▸ **PROVIDED PASSAGE**:
Interview with Jean-Christophe Duc, European master pastry chef and a Compagnon du Tour de France
"The artisan's imagination is the only limit in the creation of new pastry recipes". An increasing number of you want to convert to lightened pastry. But to reinvent your recipes, it is necessary to know a few basic techniques. Meeting with the master pastry chef Jean-Christophe Duc, who has accepted to reveal his tips to make delicious lightened recipes.
Do you remember the moment when the trend for lightened pastry started to emerge in France?
I would say that it goes back to the early 2000s. Many professionals, mainly based in English-speaking countries (United States, United Kingdom, etc.), as well as Germany, Austria and the Netherlands, started to explain that they loved French pastries but that they were too sweet. At around the same time, the French authorities started to discuss the development of nutritional balance. The first adverts encouraging people to reduce their fat,sugar and salt consumption, eat five fruit and vegetables per day appeared. Artisans and industrialists felt that they had to act rapidly and pragmatically to address these new concerns. We therefore decided to optimize the percentage of sugar in our pastries.

▸ **YOUR TASK**:
Carry on the interview about lightened pastry, picking up right after its last sentence.

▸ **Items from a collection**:
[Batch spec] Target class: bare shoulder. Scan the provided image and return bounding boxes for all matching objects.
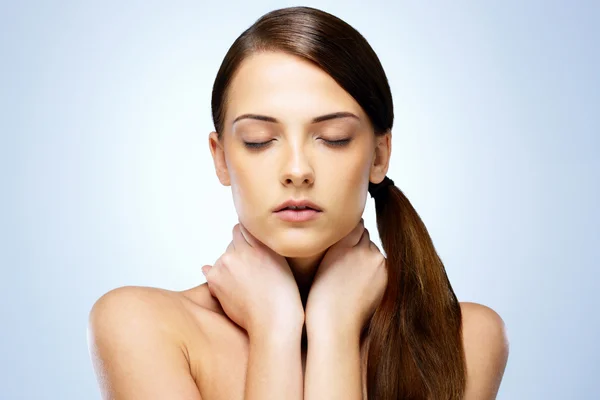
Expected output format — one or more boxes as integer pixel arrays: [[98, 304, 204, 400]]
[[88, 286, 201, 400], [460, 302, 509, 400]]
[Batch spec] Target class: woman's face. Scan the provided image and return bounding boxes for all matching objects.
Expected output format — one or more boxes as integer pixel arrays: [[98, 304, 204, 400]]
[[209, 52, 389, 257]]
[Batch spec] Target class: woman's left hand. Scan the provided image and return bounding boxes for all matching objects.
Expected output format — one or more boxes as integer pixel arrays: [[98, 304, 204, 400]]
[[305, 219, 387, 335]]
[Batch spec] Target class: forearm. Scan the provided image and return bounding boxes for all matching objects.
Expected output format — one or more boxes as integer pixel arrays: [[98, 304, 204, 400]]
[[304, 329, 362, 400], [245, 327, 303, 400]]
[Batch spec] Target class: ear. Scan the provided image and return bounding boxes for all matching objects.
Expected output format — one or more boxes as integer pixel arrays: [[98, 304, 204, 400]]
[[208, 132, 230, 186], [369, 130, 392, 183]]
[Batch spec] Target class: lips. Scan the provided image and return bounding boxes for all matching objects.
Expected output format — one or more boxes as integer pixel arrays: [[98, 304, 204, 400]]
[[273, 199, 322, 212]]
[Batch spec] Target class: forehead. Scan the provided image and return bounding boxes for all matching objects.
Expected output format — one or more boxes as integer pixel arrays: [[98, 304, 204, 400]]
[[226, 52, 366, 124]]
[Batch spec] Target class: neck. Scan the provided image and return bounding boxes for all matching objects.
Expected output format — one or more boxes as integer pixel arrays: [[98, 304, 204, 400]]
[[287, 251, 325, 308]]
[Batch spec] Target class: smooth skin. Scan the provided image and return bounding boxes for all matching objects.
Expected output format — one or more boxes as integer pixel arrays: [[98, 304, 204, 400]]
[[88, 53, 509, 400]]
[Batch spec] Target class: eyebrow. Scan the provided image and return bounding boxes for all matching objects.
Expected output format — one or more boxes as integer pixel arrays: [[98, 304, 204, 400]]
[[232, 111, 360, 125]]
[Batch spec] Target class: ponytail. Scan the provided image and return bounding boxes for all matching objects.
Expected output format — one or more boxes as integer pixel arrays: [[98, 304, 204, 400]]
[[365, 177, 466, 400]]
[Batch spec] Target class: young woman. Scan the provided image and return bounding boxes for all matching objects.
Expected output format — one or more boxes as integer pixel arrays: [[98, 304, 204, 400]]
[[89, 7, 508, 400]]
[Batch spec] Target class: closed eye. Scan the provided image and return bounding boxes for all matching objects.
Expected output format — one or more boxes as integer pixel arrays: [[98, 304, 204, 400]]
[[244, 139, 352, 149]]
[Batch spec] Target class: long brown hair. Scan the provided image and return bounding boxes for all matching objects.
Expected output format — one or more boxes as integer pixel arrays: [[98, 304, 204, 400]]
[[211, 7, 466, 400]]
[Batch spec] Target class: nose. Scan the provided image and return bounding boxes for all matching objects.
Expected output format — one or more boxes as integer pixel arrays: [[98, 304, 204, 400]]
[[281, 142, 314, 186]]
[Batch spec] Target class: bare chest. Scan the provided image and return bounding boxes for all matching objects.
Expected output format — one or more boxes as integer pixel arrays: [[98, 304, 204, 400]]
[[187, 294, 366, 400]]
* * *
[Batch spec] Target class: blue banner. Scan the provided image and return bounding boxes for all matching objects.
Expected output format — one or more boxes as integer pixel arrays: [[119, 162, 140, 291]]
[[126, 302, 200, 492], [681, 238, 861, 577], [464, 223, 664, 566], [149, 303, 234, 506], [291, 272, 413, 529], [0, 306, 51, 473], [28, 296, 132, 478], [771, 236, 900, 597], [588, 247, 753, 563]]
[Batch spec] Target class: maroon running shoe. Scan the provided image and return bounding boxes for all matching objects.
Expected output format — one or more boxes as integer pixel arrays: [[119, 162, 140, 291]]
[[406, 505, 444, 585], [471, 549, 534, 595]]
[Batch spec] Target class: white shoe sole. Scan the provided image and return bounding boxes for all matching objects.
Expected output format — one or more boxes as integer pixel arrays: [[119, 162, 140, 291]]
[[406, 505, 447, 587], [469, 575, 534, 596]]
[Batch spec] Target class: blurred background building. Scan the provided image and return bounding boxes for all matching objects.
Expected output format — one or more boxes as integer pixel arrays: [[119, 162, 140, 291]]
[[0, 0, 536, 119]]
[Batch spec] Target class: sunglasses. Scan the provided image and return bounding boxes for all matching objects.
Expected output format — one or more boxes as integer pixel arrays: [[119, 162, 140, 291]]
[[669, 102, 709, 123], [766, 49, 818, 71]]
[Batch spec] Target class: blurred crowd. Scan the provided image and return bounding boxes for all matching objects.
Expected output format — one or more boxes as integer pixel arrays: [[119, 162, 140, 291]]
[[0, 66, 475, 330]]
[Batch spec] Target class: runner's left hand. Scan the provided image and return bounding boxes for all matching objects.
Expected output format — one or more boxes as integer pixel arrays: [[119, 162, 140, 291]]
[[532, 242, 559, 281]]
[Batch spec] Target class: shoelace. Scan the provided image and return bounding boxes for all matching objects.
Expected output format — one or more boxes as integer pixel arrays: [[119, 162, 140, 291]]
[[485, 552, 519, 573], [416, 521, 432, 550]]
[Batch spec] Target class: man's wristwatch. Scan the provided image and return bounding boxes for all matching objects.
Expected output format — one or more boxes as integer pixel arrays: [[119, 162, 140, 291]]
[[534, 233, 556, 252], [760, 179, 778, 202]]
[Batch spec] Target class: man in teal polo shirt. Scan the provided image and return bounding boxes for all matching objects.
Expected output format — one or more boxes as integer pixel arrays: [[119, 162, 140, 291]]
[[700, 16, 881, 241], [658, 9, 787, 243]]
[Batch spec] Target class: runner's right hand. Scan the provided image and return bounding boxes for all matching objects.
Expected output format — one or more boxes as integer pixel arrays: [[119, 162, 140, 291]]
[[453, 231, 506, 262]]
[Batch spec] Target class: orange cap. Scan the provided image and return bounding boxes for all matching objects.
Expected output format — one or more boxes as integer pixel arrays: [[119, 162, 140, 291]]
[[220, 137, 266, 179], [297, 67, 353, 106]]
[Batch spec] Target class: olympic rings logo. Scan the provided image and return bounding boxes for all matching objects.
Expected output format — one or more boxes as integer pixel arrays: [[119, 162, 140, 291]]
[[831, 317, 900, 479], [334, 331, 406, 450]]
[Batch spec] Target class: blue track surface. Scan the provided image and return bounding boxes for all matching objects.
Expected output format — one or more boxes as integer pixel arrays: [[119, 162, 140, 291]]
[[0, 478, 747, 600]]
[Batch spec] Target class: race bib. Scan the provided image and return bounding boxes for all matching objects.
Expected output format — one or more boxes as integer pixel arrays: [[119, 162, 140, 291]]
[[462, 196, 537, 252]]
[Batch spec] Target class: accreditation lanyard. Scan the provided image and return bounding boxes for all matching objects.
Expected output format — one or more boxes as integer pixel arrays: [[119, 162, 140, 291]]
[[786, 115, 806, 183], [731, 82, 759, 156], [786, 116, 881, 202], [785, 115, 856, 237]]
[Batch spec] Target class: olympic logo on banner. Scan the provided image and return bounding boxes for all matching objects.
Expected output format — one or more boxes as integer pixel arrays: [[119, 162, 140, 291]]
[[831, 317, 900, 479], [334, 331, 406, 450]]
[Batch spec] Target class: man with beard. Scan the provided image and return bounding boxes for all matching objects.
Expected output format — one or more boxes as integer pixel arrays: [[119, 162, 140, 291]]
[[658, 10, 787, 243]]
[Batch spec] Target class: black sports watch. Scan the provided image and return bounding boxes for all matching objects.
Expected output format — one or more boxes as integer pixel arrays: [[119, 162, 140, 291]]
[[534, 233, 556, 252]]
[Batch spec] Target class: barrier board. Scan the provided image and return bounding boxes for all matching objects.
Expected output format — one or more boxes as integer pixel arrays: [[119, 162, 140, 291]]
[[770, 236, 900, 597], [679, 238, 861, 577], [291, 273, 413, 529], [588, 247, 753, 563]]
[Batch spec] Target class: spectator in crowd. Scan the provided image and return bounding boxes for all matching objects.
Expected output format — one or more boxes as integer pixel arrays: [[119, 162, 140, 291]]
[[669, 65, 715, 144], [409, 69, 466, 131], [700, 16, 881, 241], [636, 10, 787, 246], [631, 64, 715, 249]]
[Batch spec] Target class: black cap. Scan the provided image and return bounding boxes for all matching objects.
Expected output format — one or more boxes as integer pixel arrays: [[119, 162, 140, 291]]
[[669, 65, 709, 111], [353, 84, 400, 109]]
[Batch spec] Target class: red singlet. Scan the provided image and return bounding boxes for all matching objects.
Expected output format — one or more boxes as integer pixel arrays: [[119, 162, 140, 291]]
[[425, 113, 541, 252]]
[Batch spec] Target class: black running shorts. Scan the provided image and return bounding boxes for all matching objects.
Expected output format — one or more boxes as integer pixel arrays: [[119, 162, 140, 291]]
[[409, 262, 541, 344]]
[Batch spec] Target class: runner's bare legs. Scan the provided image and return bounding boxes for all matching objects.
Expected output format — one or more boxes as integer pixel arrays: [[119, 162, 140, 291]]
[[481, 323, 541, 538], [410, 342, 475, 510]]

▸ **FINAL RESULT**:
Sugar is a powerful taste enhancer. Have you had feedback from your customers?
Initially, it was necessary to explain things properly and state that their favourite desserts contained slightly less sugar. But let's be honest, pedagogy is not enough! Buying a pastry is above all a moment of pleasure, a treat. So we started to think about the best way to reinvent our recipes to keep customers' pleasure intact. And this is far from being simple, as you can imagine. Sugar is an excellent taste enhancer: it reveals and brings out the flavours of other ingredients. That is why, when sugar is reduced too much, the impression is that the cake is less "tasty". Initially, the dosing of other taste enhancers - cream, butter and egg yolks - has been increased. To simplify, in a cake which used to include 250 g of sugar and 15 g of egg yolk, the proportions have simply been reversed. The taste of certain preparations, like confectioner's cream or butter cream, slightly changes when 10 % less sugar is used. These are two simple and effective methods that can inspire all pastry chefs that want to lighten sugar content in their pastries and cakes.
Did pastry chefs need to extend their range to compensate and surprise their customers?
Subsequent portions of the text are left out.